**Try it:**
When you respond, restate each record exactly as it is given.

**Data for processing:**
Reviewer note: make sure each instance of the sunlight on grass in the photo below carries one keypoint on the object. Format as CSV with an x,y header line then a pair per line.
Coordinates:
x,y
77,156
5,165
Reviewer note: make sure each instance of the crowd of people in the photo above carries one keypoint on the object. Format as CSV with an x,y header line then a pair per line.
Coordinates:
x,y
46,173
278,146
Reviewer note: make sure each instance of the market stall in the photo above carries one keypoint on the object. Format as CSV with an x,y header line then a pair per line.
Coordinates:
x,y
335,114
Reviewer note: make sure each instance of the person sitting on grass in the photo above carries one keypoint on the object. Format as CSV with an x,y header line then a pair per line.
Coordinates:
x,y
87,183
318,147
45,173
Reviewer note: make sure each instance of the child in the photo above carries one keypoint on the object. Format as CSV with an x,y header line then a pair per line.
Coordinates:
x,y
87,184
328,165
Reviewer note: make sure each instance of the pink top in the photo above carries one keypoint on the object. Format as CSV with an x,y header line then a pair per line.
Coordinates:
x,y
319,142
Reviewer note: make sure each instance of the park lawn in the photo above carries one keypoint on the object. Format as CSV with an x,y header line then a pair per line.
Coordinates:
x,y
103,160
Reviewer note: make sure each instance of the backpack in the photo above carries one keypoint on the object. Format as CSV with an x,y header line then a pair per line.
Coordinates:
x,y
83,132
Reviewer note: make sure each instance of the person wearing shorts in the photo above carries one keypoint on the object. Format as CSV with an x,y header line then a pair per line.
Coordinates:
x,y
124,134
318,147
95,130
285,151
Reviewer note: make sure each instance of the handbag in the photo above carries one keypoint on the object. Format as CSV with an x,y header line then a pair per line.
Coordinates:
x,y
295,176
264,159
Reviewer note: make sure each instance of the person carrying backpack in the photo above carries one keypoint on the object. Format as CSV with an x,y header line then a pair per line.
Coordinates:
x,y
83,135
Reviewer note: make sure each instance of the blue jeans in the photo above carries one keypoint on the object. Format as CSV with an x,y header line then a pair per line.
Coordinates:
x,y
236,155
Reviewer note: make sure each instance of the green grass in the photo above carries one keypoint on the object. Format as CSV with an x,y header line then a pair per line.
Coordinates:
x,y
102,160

**Result of the exercise:**
Reviewer note: make sure each instance of the sunlight on grass in the photo below carries one keypoint on the object. Format as CSV with an x,y header line then a pair per line.
Coordinates:
x,y
77,156
5,165
Reviewer note: make sure each instance of the crowd of people in the photo above carries one keypoint on the object. Format as CSV with an x,y header line then a pair per line.
Coordinates:
x,y
46,173
278,146
Reviewer note: make sure each instance of the market stall in the photo above carries one keypoint on the object. Format as CSV with an x,y header line then a pair per line.
Coordinates:
x,y
335,114
Reviewer note: make sure each instance of the person sitting on grass in the photo above carries one keypoint on the object. Format as CSV with an x,y header line then a pair per line.
Coordinates:
x,y
87,183
318,147
45,173
Reviewer note: make sure each instance of the child in the photo above carries one keypoint on the object. Format as CSV with an x,y header line then a pair per line.
Coordinates:
x,y
87,184
328,165
Reviewer note: make sure each instance of the pink top in the photo above carries one keypoint on the object. Format as CSV with an x,y header line then a pair per line.
Coordinates:
x,y
319,142
Reviewer note: make sure each instance of the park lawn in the photo above carries one keypoint on the object. Format as CSV with an x,y header line then a pair per line.
Coordinates:
x,y
103,160
Reviewer note: make sure each instance of the backpack in the photo above carries one keypoint on the object. Format as CSV with an x,y header line then a pair per line.
Coordinates:
x,y
83,132
Reviewer note: make sure each instance of the person wearing shorts in the photo above carries one keypoint on the object. Format as CSV with an x,y header line then a pair per line.
Coordinates:
x,y
124,134
318,147
95,130
285,151
Reviewer note: make sure each instance of the handbag in the photo above carries one keypoint on the object. Format as CSV with an x,y header line then a pair per line.
Coordinates:
x,y
295,176
264,159
Reviewer note: make sure each instance of the person carrying backpack in the photo above carries one keypoint on the object. Format as CSV with an x,y header line then a pair per line.
Coordinates:
x,y
83,135
Reviewer note: make sure each instance of the blue jeans in the photo above carries one keypoint on the object. Format as CSV with an x,y header line then a pair per line.
Coordinates:
x,y
236,155
Reviewer note: make sure each instance of the green grass in the photo above carries one keypoint on the object. Format as CSV with an x,y header line then a pair per line.
Coordinates:
x,y
102,160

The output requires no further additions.